(Source data)
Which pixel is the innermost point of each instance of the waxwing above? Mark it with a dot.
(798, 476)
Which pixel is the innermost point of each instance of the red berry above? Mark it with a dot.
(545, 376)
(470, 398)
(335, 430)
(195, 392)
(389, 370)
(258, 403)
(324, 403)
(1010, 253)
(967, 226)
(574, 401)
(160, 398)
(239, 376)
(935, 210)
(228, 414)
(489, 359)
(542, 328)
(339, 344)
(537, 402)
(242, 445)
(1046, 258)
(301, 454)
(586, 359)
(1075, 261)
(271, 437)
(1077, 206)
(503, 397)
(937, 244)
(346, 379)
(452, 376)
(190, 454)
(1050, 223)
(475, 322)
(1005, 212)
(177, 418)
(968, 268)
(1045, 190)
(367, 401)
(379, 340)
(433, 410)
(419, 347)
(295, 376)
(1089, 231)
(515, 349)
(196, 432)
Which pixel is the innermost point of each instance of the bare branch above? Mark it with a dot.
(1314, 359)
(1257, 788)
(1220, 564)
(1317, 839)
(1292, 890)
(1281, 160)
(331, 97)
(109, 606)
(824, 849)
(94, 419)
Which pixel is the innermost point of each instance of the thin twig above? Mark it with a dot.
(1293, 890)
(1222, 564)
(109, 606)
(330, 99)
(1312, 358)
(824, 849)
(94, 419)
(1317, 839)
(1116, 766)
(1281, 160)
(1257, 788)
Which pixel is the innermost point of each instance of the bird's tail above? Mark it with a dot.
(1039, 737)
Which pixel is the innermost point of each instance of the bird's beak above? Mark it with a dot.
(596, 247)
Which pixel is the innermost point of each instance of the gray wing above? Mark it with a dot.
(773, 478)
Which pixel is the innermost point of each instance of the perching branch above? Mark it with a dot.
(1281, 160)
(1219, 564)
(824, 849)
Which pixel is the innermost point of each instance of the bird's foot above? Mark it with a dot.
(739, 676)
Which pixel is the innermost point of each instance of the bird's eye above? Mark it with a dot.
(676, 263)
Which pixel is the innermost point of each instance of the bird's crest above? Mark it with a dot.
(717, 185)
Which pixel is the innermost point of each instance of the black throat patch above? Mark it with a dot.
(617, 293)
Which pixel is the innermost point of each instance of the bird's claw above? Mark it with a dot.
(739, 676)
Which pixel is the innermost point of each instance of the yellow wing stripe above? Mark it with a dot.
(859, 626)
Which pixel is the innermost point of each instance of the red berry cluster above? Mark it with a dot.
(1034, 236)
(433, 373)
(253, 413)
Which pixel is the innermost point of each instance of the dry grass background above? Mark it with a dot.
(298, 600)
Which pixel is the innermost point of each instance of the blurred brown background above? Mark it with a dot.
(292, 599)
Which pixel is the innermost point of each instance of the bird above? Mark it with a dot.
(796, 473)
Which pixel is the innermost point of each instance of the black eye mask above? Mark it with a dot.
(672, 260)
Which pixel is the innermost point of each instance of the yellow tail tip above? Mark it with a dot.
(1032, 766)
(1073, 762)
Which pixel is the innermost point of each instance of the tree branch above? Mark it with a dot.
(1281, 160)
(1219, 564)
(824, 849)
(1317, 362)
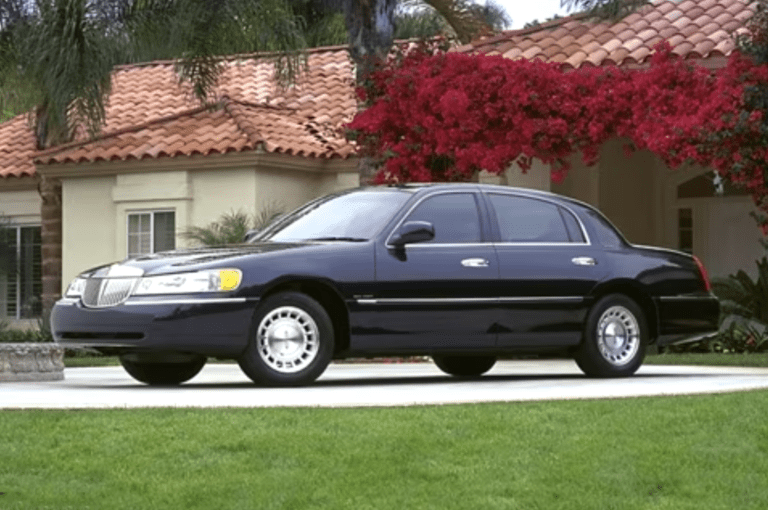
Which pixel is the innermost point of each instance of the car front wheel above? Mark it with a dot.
(464, 366)
(162, 373)
(291, 342)
(615, 338)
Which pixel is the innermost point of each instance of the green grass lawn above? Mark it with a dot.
(696, 452)
(694, 358)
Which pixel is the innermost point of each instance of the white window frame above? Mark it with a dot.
(151, 213)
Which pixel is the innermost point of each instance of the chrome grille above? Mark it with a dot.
(102, 292)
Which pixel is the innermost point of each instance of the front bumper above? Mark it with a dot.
(211, 327)
(687, 318)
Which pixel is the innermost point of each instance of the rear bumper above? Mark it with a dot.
(687, 318)
(212, 327)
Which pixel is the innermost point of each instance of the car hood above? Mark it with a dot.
(199, 258)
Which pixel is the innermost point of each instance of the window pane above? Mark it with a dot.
(528, 220)
(30, 273)
(9, 254)
(454, 216)
(139, 240)
(21, 273)
(574, 230)
(165, 231)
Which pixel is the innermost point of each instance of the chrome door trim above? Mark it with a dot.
(499, 300)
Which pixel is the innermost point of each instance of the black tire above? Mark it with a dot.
(620, 350)
(159, 373)
(291, 341)
(464, 366)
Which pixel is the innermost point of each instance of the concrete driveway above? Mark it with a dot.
(223, 385)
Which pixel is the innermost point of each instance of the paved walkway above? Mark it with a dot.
(222, 385)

■ Given instruction:
Write out everything from the line containing "pane above? Mark it with a dot." down to the end of the items, keeping every line. Shift each answer coordinate by adding -139 to every number in it.

■ The output:
Which pixel is the innermost point of each instance of the window pane above? Mark it with a dot.
(389, 81)
(-109, 134)
(-130, 115)
(315, 77)
(0, 101)
(-118, 134)
(435, 91)
(26, 92)
Which pixel is the innermost point of each instance of the chrome door trim above? Mark it with a dot.
(360, 161)
Which pixel is the innermost point of each instance of the black tire above? Mark it with a dot.
(481, 211)
(20, 234)
(152, 202)
(325, 227)
Which pixel is the innermost point of each instance of the concrete driveway above? Mark it with a dot.
(84, 246)
Which pixel is the innermost point of each instance of the paved walkway above? Mark it with a dot.
(83, 246)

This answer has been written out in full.